Extracted records: Begin

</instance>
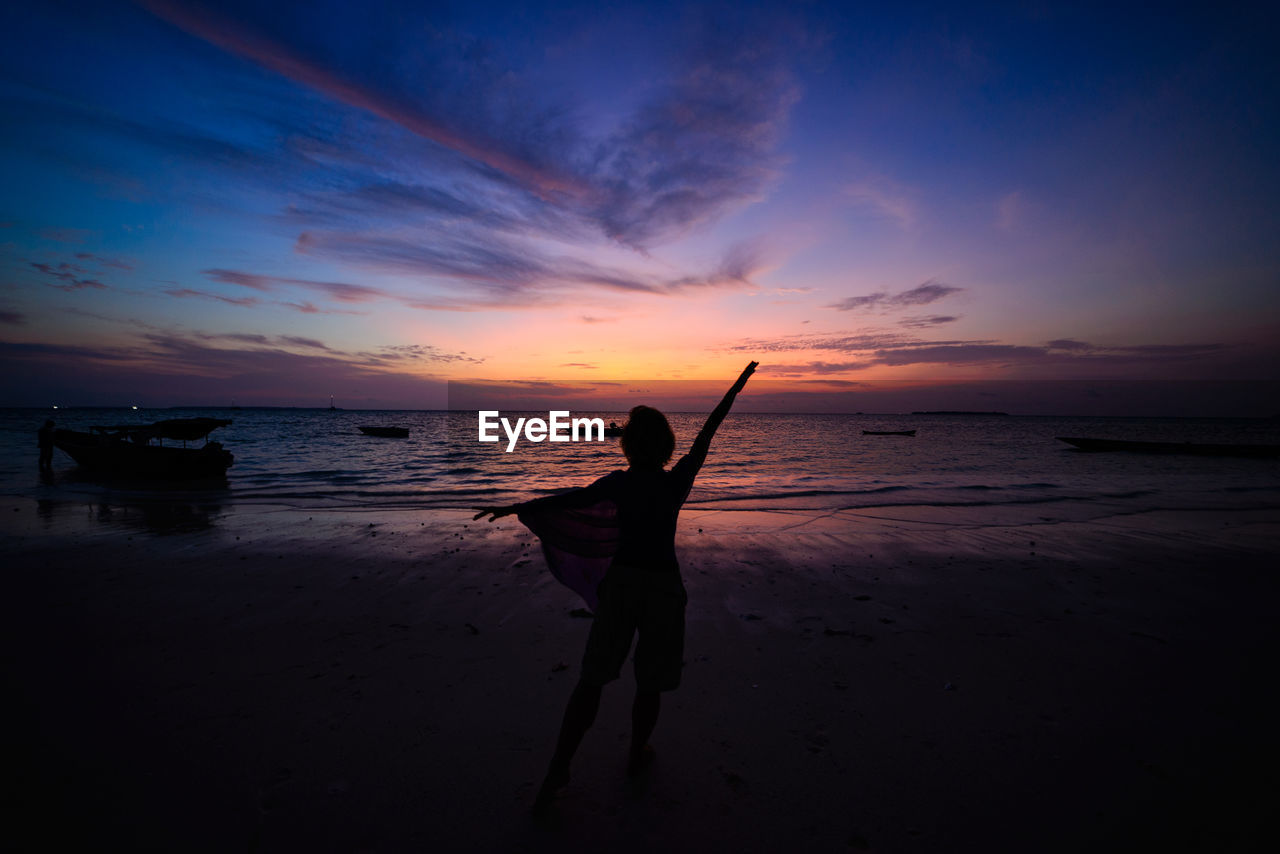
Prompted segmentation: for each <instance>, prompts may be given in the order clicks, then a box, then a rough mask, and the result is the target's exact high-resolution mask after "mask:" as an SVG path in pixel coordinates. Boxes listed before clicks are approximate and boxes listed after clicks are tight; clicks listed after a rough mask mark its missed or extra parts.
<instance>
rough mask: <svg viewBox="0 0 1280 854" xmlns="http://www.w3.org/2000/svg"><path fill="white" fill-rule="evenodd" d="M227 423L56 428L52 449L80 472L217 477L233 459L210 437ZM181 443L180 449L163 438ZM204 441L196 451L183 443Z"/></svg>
mask: <svg viewBox="0 0 1280 854" xmlns="http://www.w3.org/2000/svg"><path fill="white" fill-rule="evenodd" d="M228 424H230V421H229V420H227V419H207V417H198V419H169V420H165V421H156V423H155V424H122V425H108V426H91V428H90V431H88V433H84V431H81V430H67V429H60V430H54V447H56V448H59V449H60V451H63V452H64V453H67V456H69V457H70V458H72V460H74V461H76V463H77V465H79V466H81V467H83V469H90V470H92V471H96V472H100V474H110V475H120V476H129V478H142V479H159V480H198V479H205V478H221V476H224V475H225V474H227V470H228V469H229V467H230V466H232V463H233V462H234V460H236V457H234V456H232V452H230V451H227V449H224V448H223V446H221V443H220V442H209V434H210V433H212V431H214V430H216V429H218V428H220V426H227V425H228ZM165 439H169V440H172V442H182V444H180V446H173V444H169V446H166V444H164V440H165ZM198 439H205V443H204V444H202V446H200V447H197V448H188V447H187V442H195V440H198Z"/></svg>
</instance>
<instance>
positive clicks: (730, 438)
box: [0, 408, 1280, 521]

Extracted records: End

• What you should do: Leave the pictures out and print every record exactly.

• Answer to this problem:
</instance>
Prompted segmentation: for each <instance>, prompts may be given in the order clicks, then a box, then a rough mask, and the result is the target's exact high-resolution mask after "mask:" as an SVG path in pixel coordinates. Boxes listed before clicks are approximate and boxes listed after clicks are tight; clicks listed after a rough mask mark its missed or extra parts.
<instance>
rough mask: <svg viewBox="0 0 1280 854" xmlns="http://www.w3.org/2000/svg"><path fill="white" fill-rule="evenodd" d="M227 423L56 428L52 449L80 472L217 477L233 459L210 437ZM181 443L180 449L163 438ZM204 441L196 451L183 443Z"/></svg>
mask: <svg viewBox="0 0 1280 854" xmlns="http://www.w3.org/2000/svg"><path fill="white" fill-rule="evenodd" d="M228 424H230V421H229V420H227V419H207V417H198V419H169V420H165V421H156V423H155V424H122V425H108V426H91V428H90V431H88V433H84V431H81V430H67V429H60V430H54V447H56V448H59V449H60V451H63V452H64V453H67V456H69V457H70V458H72V460H74V461H76V463H77V465H79V466H81V467H83V469H90V470H92V471H96V472H100V474H110V475H120V476H129V478H142V479H159V480H198V479H205V478H221V476H224V475H225V474H227V470H228V469H229V467H230V466H232V463H233V462H234V460H236V457H234V456H232V452H230V451H227V449H224V448H223V446H221V443H220V442H209V434H210V433H212V431H214V430H216V429H218V428H220V426H227V425H228ZM165 439H169V440H172V442H182V444H180V446H173V444H169V446H166V444H164V440H165ZM198 439H205V443H204V444H202V446H200V447H197V448H188V447H187V442H195V440H198Z"/></svg>
</instance>
<instance>
positive clicks: (730, 438)
box: [0, 408, 1280, 521]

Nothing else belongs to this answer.